### THE EXERCISE
Transcribe the entries below exactly.

------------------------------------------------------------------------

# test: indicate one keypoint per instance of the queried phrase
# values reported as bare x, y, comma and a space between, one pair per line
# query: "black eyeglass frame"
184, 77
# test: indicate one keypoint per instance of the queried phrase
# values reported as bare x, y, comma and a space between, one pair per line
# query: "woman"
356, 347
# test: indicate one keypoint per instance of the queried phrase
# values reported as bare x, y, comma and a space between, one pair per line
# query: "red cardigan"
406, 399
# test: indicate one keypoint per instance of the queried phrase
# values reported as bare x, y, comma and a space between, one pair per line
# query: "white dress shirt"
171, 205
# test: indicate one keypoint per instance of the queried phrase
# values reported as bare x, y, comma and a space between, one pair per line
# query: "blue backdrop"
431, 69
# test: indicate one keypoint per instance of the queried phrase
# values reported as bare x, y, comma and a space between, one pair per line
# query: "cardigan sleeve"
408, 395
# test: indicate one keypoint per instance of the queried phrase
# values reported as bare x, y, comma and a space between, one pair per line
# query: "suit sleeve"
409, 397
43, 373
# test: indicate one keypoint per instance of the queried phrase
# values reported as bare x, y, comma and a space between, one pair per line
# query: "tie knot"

------------------------------------------------------------------------

### OUTPUT FOR THIS TASK
# test: indicate one keypoint per instance of the queried phrase
# values reported as bare x, y, comma and a space between, one pair per line
# query: "black eyeglass frame"
184, 77
# test: indicate one keypoint per instance of the queried phrase
# values reported as bare x, y, comma and a space between, one pair per line
# query: "woman"
356, 347
# test: indicate one keypoint per instance of the queried phrase
# values reported as bare x, y, comma and a space between, one pair per line
# query: "red cardigan"
406, 399
# test: indicate one keypoint per instance of the queried phrase
# values reported as bare x, y, comma and a space between, one pair per line
# query: "white dress shirt"
171, 205
# test: indicate one keypoint per instance of the queried phrase
# values reported as bare x, y, comma and a space between, one pair per line
# query: "blue backdrop"
431, 69
# test: indicate one keypoint per instance of the queried phrase
# values reported as bare x, y, comma and a space between, one pair per line
# query: "cardigan sleeve"
408, 395
# test: indicate one keypoint per instance of the queried phrase
# values reported as bare x, y, comma and a space between, one pair per line
# query: "suit sleeve"
409, 397
43, 373
# test: indicate one keypoint per instance of the queried phrase
# values reported as bare x, y, comma and a space between, one pair per line
# query: "tie knot"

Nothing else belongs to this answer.